#### Study material ####

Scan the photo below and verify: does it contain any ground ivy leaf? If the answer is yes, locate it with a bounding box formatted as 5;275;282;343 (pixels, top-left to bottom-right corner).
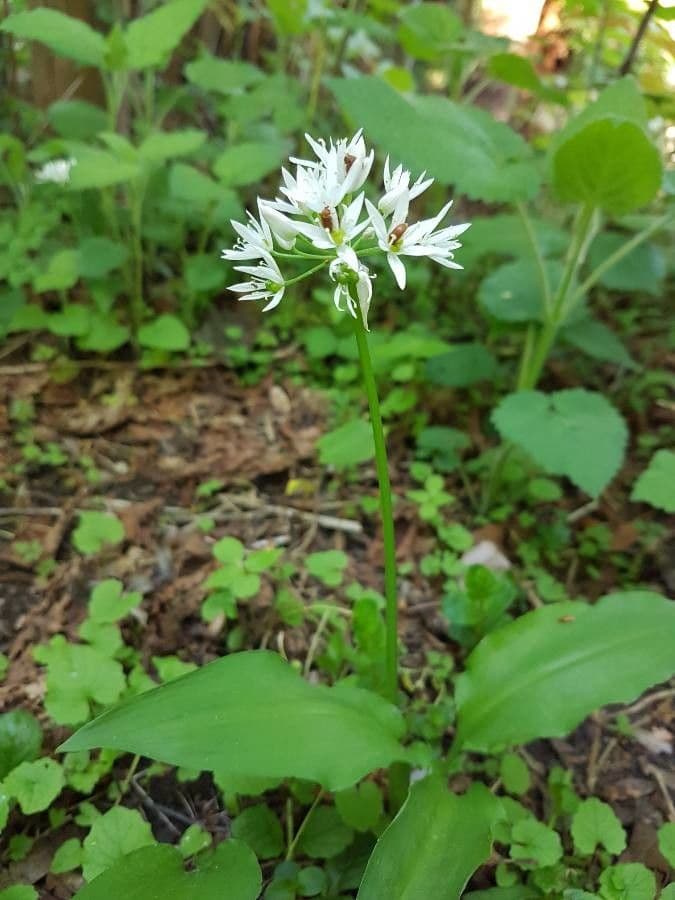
335;781;383;832
492;389;627;497
82;806;155;881
499;753;530;797
598;862;655;900
305;550;348;587
509;819;562;869
298;806;354;859
89;579;141;624
51;837;84;874
72;511;125;556
4;757;64;815
231;804;284;859
571;798;626;856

####

In the reply, every line of the material above is to be reproduced verbatim, and the images are to be left out.

Task answer>
Scan the photo below and verify: does it contain any ground ivy leaf? If the answer is yes, locate it with a bounding box formatted as 5;275;282;343 (pixels, top-left to bottom-right corner).
335;781;383;832
492;389;627;497
82;806;155;881
499;753;530;797
598;862;655;900
305;550;348;587
509;819;562;869
298;806;354;859
89;579;141;624
51;837;84;874
72;511;125;556
4;757;64;815
231;804;284;859
571;798;626;856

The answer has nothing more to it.